> **Problem details**
All of the data needs to be repeated exactly.
════
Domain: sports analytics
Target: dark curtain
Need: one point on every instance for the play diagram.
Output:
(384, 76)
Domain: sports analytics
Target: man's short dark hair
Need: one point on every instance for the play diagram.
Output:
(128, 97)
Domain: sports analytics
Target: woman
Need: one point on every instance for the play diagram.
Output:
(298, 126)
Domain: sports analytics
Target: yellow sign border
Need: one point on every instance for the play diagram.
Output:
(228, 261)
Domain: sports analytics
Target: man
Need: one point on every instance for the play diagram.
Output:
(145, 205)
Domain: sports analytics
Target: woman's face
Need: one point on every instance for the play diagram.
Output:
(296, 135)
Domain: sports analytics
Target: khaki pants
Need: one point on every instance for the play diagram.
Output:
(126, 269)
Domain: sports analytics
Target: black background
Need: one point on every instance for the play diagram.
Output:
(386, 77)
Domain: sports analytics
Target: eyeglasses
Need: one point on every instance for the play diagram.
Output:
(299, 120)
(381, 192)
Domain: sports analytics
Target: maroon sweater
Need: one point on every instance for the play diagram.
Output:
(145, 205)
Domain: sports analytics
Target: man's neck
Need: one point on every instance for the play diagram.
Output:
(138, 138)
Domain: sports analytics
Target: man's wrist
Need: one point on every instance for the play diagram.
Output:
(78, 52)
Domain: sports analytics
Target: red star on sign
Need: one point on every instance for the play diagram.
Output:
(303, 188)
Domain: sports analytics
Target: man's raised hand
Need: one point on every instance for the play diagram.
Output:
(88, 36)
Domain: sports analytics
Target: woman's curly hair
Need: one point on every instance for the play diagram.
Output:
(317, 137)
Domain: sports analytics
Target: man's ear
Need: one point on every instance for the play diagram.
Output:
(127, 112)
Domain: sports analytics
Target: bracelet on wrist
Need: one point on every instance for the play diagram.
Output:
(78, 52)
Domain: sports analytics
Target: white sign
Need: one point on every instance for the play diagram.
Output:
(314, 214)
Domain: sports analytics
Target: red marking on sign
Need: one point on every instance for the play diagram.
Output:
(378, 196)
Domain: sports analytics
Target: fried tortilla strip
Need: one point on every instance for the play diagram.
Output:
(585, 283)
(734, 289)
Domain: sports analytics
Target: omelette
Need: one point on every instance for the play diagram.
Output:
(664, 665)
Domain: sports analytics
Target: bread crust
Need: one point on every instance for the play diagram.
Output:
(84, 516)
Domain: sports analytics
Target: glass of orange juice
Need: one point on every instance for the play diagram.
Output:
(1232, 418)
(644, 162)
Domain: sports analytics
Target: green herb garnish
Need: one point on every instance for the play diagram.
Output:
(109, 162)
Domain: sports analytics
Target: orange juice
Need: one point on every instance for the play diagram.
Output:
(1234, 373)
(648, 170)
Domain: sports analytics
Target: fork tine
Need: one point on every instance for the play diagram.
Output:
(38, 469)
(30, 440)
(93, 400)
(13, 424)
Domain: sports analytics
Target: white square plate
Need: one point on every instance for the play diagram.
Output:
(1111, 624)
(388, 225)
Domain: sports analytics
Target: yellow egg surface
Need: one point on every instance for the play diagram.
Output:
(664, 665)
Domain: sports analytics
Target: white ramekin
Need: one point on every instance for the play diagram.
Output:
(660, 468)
════
> **Solution to this exercise**
Domain: sports analytics
Target: dark curtain
Need: one point on every instance for the play diagram.
Output:
(384, 76)
Domain: sports analytics
Target: man's short dark hair
Need: one point on every instance for the play diagram.
Output:
(128, 97)
Domain: sports analytics
Target: woman
Need: one point on every instance for the play diagram.
Output:
(298, 126)
Domain: sports analytics
Target: yellow sign border
Need: one point on every instance for the play diagram.
Output:
(228, 261)
Domain: sports analytics
Target: man
Need: one point on every instance for the play diagram.
Output:
(145, 205)
Domain: sports analytics
Target: woman's face
Need: one point on every instance for the play diagram.
Output:
(296, 135)
Domain: sports analytics
Target: khaki pants
Need: one point on every instance for the play diagram.
Output:
(126, 269)
Domain: sports analytics
Target: black background
Need: one point on every instance for the play diagram.
Output:
(386, 77)
Domain: sports analytics
Target: eyeglasses
Need: one point on every instance for the play diagram.
Output:
(299, 120)
(381, 192)
Domain: sports analytics
Target: maroon sweater
Need: one point on every instance for the play diagram.
Output:
(145, 205)
Domain: sports analytics
Target: man's neck
Need: one point on every instance for the play diagram.
Output:
(138, 138)
Domain: sports analytics
Target: man's wrist
Need: one point on every instance for the play diagram.
Output:
(78, 52)
Domain: sports analytics
Target: red star on sign
Need: one point on every instance for the play diagram.
Output:
(303, 188)
Domain: sports analytics
Target: man's raised hand
Need: one point on every instance for the play diagram.
Output:
(88, 36)
Domain: sports analytics
Target: woman's curly hair
Need: one point on every instance for the play diagram.
Output:
(317, 137)
Domain: sports analytics
Target: man's ear
Need: one point on every instance for the play diagram.
Output:
(127, 112)
Domain: sports analytics
Target: bracelet on wrist
Need: one point on every instance for the play diagram.
Output:
(78, 52)
Domain: sports analytics
Target: white sign
Need: one point on every instance for the play diagram.
Output:
(314, 214)
Domain: sports analytics
Target: red marking on sign
Need: one point on every instance for the play diagram.
Output:
(378, 196)
Domain: sports analytics
Target: fried tortilla strip
Need: one point on every instance for the play diagram.
Output:
(585, 283)
(734, 289)
Domain: sports analytics
Target: omelette
Need: one point on every instance for the play diagram.
Output:
(664, 665)
Domain: sports analytics
Target: bread crust
Need: one point on every instance for the play diagram.
Output:
(84, 516)
Domain: sports analytics
Target: glass of orange juice
Need: one point on every instance for the play diagram.
Output:
(1232, 418)
(644, 162)
Domain: sports analytics
Target: green herb garnish
Need: one point on every instance for the play diagram.
Output:
(109, 162)
Domain: sports analytics
Target: orange juice
Need: one point on every instance for the play diagram.
Output:
(1234, 373)
(648, 170)
Domain: sports analytics
Target: fork tine
Need: one point on every instance for the play diagram.
Output:
(38, 469)
(30, 440)
(93, 400)
(13, 424)
Domain: sports analytics
Target: white square plate
Need: one point on every instance for the play diagram.
Output:
(1111, 624)
(388, 225)
Domain: sports analytics
Target: yellow egg surface
Need: one point on every instance for the play diagram.
Output:
(664, 665)
Domain: sports analytics
Target: white ramekin
Need: one point on every instance for the play diagram.
Output:
(660, 468)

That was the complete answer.